GIVEN PROBLEM. What follows is a listing. Return every line of it exactly.

╔══

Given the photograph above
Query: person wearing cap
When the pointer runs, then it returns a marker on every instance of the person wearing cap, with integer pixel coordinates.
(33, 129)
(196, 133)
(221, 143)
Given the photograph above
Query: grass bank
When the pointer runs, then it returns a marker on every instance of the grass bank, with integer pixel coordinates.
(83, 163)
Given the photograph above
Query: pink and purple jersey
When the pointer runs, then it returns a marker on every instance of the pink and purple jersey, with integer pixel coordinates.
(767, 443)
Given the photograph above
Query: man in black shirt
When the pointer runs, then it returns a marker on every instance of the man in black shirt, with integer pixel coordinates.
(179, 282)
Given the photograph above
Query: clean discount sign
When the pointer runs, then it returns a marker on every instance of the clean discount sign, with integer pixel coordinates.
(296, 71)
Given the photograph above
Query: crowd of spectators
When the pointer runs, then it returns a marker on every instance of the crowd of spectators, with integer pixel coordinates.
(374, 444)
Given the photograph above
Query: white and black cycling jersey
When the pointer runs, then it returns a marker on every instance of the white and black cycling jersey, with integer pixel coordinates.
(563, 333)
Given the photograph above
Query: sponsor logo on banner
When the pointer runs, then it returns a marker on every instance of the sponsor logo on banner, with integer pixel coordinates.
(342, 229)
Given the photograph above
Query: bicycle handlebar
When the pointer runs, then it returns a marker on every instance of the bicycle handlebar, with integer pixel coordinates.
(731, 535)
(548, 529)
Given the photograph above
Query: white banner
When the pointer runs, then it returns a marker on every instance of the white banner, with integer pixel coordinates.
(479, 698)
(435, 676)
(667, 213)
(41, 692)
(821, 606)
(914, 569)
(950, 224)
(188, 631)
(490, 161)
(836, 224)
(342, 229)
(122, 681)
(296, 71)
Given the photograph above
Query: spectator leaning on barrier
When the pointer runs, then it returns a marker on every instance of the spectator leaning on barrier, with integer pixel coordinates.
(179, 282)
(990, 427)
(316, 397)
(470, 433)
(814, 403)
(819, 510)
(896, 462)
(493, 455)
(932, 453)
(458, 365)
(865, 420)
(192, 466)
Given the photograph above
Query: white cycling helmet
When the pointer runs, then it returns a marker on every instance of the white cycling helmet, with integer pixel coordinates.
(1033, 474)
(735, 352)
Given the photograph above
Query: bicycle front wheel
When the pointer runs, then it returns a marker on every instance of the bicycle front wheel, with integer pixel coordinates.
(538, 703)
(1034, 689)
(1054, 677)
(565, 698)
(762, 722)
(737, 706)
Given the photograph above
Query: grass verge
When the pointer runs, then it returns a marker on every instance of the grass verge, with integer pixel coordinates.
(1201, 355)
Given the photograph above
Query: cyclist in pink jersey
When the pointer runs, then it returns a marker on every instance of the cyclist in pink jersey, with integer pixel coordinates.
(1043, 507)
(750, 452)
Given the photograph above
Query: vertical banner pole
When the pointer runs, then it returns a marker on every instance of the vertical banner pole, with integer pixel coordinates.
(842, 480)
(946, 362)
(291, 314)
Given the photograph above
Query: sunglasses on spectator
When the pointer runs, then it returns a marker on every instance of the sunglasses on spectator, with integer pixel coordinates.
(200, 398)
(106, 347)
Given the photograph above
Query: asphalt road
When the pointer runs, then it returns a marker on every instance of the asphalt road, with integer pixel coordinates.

╚══

THE ANSWER.
Given the photograph above
Query: person wearing cap
When the pointer runs, then it returns a marker on every instance of the person wearing cap, with integer pixel coordinates.
(33, 129)
(196, 133)
(221, 143)
Given the photograph above
Query: grass bank
When the pointer runs, then it returns a marker on every instance of the grass bank, with integer pixel coordinates.
(83, 163)
Given the photograph above
Query: pink and purple jersey
When the pointer runs, then it returns a marker on every instance of the pink and purple jersey, with integer pixel coordinates.
(767, 443)
Given the photograph above
Query: man in black shirt
When the pointer runs, then it returns a marker on every instance of the man in black shirt, with integer pixel coordinates.
(179, 282)
Given the photograph above
Query: clean discount sign
When the pointer runs, then it returns a marker on every instance of the clean discount sign, with integer pixel coordinates.
(296, 71)
Given the photograph above
Query: crowd of spectators
When the pointer runs, then it returns a marker on every instance of the crowd of spectators, with integer pixel coordinates.
(374, 444)
Given the photograph above
Query: white and black cycling jersey
When the pointer runs, then it returns a marker on every instance of the white and black cycling jersey, with integer pixel coordinates.
(563, 333)
Given the photograph above
Query: sponsor logo on banner
When the pointer runs, then it returns a marker on every instance of the sponsor logo on banner, with integer pixel coordinates.
(342, 229)
Given the photograph above
Query: bicycle handlebar
When the pointer runs, then it returns a marker on every instance of the bicycle handlebar, with integer pixel coordinates.
(731, 535)
(548, 529)
Given the photograph above
Query: white banner
When the pointer runs, then it returns a marker on every instance of the white banner, with integer pixel coordinates.
(479, 698)
(435, 676)
(667, 213)
(41, 692)
(821, 606)
(914, 569)
(950, 224)
(188, 631)
(490, 161)
(836, 224)
(342, 229)
(122, 681)
(296, 71)
Given the photograph above
Query: spectator leaning on barrier
When the pointer runs, then it returns a marker on every instance of the spectator leaning on barrier, with integer pixel coordinates.
(179, 282)
(990, 427)
(316, 397)
(470, 433)
(814, 403)
(819, 510)
(896, 462)
(493, 455)
(932, 453)
(458, 365)
(865, 420)
(192, 466)
Given the photograph above
Query: white cycling helmet
When the pointer runs, then it returns a marker on every instance of the white cycling helmet, with integer pixel coordinates.
(1033, 474)
(735, 352)
Given the photograph above
Query: bicycle front wheel
When the pointer runs, then it returns a marker on every instance of the bicycle front wheel, with integer pixel coordinates.
(538, 703)
(1034, 689)
(1054, 677)
(565, 698)
(762, 722)
(737, 706)
Given the photograph above
Query: grass verge
When the pointer runs, then it returns a marker on every instance of the grass verge, with integer pixel coordinates.
(1201, 355)
Given the photograph above
Query: cyclist in pink jersey
When the pointer runs, then it returns a marker on every instance of the cyclist in pink jersey, with integer pixel coordinates.
(1043, 507)
(750, 452)
Given the photograph above
Query: vertical banner pole
When the pointer runs, then it returns a marker on every instance of the vertical banner pole, with integer pixel coordinates.
(842, 480)
(946, 362)
(291, 314)
Given the photograph above
Query: sunglasses on spectator
When the pointer runs, then it returns a marker on every instance of the sunglasses on spectator, with integer pixel coordinates.
(200, 398)
(106, 347)
Given the photograph above
Query: asphalt road
When the pointer runs, then it returns a marker on every instance of the asphalt road, with integer pixel coordinates.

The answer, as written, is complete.